- _What you should do_
Can you retype everything from the start of the listing down to the line containing "# an instance", both ends included, without changing a character?

- _Supplied information_
....

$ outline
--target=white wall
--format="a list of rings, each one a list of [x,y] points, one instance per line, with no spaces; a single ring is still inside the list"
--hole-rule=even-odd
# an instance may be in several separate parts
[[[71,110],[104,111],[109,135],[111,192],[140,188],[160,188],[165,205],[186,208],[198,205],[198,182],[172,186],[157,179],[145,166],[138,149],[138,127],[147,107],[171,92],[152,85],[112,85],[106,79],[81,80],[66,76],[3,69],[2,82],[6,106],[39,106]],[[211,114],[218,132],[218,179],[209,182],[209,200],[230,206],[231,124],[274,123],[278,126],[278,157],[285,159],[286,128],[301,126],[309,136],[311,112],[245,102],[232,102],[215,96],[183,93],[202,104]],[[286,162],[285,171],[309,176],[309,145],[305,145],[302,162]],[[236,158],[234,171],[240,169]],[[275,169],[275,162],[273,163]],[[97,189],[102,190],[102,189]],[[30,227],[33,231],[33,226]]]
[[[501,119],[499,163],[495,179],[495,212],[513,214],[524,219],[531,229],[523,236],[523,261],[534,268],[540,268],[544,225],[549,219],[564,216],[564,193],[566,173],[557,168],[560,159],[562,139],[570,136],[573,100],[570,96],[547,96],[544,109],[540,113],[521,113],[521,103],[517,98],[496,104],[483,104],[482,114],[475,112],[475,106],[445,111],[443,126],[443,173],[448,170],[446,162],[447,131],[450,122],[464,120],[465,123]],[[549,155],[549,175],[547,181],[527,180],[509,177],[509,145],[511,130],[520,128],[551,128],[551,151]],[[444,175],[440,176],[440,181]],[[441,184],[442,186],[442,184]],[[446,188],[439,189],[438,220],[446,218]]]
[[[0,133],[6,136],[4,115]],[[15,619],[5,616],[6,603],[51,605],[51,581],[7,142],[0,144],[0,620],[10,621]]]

....

- _Answer to this task_
$ outline
--target=white wall
--format="a list of rings, each one a list of [x,y] points, one instance per line, with no spaces; a single ring is still inside the list"
--hole-rule=even-odd
# an instance may be in several separate parts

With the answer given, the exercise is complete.